TASK DIRECTIONS: All the data should be transcribed exactly, with every line kept.

MATERIAL FOR THIS EXERCISE:
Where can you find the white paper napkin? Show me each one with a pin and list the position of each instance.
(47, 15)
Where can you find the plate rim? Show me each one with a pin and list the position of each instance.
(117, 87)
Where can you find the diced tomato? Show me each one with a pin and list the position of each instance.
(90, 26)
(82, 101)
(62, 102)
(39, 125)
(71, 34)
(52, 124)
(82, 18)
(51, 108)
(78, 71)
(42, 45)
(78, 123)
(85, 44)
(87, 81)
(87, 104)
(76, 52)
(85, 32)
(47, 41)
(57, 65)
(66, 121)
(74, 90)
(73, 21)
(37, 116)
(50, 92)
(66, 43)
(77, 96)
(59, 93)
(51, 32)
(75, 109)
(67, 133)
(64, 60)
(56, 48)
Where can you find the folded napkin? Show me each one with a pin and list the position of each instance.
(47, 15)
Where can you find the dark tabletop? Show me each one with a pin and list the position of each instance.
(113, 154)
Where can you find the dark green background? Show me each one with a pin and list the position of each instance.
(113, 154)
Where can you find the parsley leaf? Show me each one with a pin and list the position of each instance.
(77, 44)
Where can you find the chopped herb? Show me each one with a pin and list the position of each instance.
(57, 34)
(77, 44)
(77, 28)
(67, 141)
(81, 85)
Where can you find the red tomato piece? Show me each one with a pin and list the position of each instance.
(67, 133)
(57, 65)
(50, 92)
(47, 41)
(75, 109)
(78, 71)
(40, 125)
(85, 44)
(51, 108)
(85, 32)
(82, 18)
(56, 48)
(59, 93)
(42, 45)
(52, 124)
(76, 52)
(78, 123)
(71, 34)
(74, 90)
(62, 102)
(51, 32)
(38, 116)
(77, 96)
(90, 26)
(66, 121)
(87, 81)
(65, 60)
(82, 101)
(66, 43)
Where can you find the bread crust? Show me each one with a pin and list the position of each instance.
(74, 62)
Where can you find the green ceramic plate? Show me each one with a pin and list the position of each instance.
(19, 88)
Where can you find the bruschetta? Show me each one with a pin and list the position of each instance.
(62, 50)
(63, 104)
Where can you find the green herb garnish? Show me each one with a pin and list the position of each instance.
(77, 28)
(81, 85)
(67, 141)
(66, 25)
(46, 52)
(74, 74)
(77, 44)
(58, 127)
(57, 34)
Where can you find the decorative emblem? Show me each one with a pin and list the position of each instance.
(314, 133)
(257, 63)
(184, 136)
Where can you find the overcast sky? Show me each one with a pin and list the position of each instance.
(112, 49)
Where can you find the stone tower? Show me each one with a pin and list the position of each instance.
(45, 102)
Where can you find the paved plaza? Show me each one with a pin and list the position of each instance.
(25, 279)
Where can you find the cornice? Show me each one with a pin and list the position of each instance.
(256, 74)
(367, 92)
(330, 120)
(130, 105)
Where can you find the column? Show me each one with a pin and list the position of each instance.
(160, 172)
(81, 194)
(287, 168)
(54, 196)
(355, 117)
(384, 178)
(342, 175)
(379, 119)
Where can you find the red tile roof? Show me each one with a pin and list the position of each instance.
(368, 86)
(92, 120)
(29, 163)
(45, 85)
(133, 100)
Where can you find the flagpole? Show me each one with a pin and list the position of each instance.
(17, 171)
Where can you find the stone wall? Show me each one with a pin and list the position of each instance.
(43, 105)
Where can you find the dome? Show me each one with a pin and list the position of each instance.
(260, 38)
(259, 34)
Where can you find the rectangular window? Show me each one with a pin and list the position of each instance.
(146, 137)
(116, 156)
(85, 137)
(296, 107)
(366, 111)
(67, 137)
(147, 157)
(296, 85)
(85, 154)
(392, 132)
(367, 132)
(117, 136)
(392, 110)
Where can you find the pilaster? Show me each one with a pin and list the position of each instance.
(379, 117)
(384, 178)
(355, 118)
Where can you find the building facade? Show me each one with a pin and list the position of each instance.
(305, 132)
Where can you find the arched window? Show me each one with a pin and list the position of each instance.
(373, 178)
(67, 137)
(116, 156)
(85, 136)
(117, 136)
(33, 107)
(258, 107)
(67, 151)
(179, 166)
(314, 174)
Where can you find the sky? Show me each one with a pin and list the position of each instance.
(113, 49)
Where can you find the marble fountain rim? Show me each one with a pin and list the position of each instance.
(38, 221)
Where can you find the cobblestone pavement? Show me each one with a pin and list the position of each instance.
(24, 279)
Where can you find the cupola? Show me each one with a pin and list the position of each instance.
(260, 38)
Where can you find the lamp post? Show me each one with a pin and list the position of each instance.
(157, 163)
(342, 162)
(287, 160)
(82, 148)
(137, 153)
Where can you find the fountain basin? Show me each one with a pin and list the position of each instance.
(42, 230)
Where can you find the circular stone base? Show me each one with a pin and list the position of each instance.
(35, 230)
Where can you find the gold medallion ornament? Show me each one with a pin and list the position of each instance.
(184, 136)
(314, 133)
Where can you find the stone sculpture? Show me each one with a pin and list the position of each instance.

SOLUTION:
Where can you find the white paper napkin? Show me each one with a pin and list the position of each instance.
(47, 15)
Where can you find the plate rim? Show me each one with a pin and list the position of each instance.
(117, 87)
Where can you find the diced tomato? Show me each one with a pin and list the position of each instance.
(90, 26)
(82, 101)
(62, 102)
(39, 125)
(71, 34)
(52, 124)
(82, 18)
(51, 108)
(78, 71)
(42, 45)
(78, 123)
(85, 44)
(87, 81)
(87, 104)
(76, 52)
(85, 32)
(47, 41)
(57, 65)
(66, 121)
(74, 90)
(73, 21)
(37, 116)
(50, 92)
(66, 43)
(77, 96)
(59, 93)
(51, 32)
(75, 109)
(67, 133)
(64, 60)
(56, 48)
Where can you find the folded napkin? Show me each one with a pin and list the position of each instance.
(47, 15)
Where can you find the dark tabletop? Show me each one with a pin and list the position of each instance.
(113, 154)
Where can you find the dark green background? Show me each one with a pin and list the position of each instance.
(113, 154)
Where can you find the parsley leaf? Show me each one with a pin and list the position of each instance.
(77, 44)
Where can you find the chopped herb? Show me each one with a pin and list the position of each instance.
(57, 34)
(77, 44)
(77, 28)
(67, 141)
(81, 85)
Where can you find the red tomato piece? Show me each one with a pin and list the position of each instance.
(67, 133)
(57, 65)
(50, 92)
(47, 41)
(75, 109)
(78, 71)
(40, 125)
(85, 44)
(51, 108)
(85, 32)
(82, 18)
(56, 48)
(59, 93)
(42, 45)
(52, 124)
(76, 52)
(78, 123)
(71, 34)
(74, 90)
(62, 102)
(51, 32)
(38, 116)
(77, 96)
(90, 26)
(66, 121)
(87, 81)
(65, 60)
(82, 101)
(66, 43)
Where can you find the bread crust? Show me each one with a pin and list the position of each instance.
(74, 62)
Where can you find the green ceramic plate? Show me each one with a pin and list the position of each instance.
(19, 88)
Where can you find the bruschetta? Show me each one with a pin and list the position of each instance.
(62, 50)
(63, 104)
Where can you find the green herb garnish? Show me each one with a pin and list the position of each instance.
(77, 28)
(81, 85)
(67, 141)
(66, 25)
(46, 52)
(74, 74)
(77, 44)
(58, 127)
(57, 34)
Where can you find the decorative emblem? Show me each one with a pin and list the position of each instance.
(314, 133)
(257, 63)
(184, 136)
Where can you find the overcast sky? Show me each one with a pin and list the position of each instance.
(112, 49)
Where can you find the stone tower? Show me each one with a pin and list the position of each instance.
(45, 102)
Where can you find the paved plaza? Show me each one with a pin and list the position of each instance.
(25, 279)
Where can you find the cornice? Show me each one with a pin and list the position of each instance.
(256, 74)
(367, 92)
(330, 120)
(130, 105)
Where can you find the column? Show me each one with a pin and list the position of each instance.
(160, 172)
(81, 194)
(287, 168)
(54, 196)
(355, 117)
(384, 178)
(342, 175)
(379, 119)
Where can you find the red tile roof? Show me each one with a pin and list the position of each instance.
(368, 86)
(92, 120)
(29, 163)
(45, 85)
(133, 100)
Where can you find the flagpole? Show me each one with a pin and list the position of each instance.
(17, 171)
Where can you find the stone wall? Show me each one with a pin and list the position of each instance.
(43, 105)
Where can you find the dome? Show me each one with a pin and list the position of each instance.
(260, 38)
(259, 34)
Where can you find the rectangular window? Show me each one with a pin and list the position of each instance.
(146, 137)
(116, 156)
(85, 137)
(296, 107)
(366, 111)
(67, 137)
(147, 157)
(296, 85)
(85, 154)
(392, 132)
(367, 132)
(117, 136)
(392, 110)
Where can you find the pilaster? Show me each one with a pin and list the position of each instance.
(379, 117)
(384, 178)
(355, 118)
Where can you find the building facade? Show me each one with a pin and list the position of each instance.
(305, 132)
Where can you find the arched window? Show me each one with a pin and list the position of each instance.
(373, 178)
(67, 137)
(116, 156)
(85, 136)
(117, 136)
(33, 107)
(258, 107)
(67, 151)
(179, 166)
(314, 174)
Where can you find the sky? Show me each one with a pin and list the position of each instance.
(113, 49)
Where can you find the marble fountain rim? Show me each one with a pin and list the position of each instance.
(38, 221)
Where can you find the cobblestone pavement? Show me each one with a pin and list the position of each instance.
(24, 279)
Where can you find the cupola? Show me each one with a pin and list the position of each instance.
(260, 38)
Where can you find the lamp post? Show me each one with a pin and list the position of each instance.
(157, 163)
(342, 162)
(287, 160)
(82, 148)
(137, 153)
Where can you find the fountain basin? Show me each one with a pin and list the position of each instance.
(42, 230)
Where can you find the circular stone base? Show me each one with a pin and list the position of each instance.
(35, 230)
Where can you find the gold medallion ornament? Show me each one with a pin and list the position of each instance.
(184, 136)
(314, 133)
Where can you find the stone sculpture? Show me each one with a pin and list the position of each instance.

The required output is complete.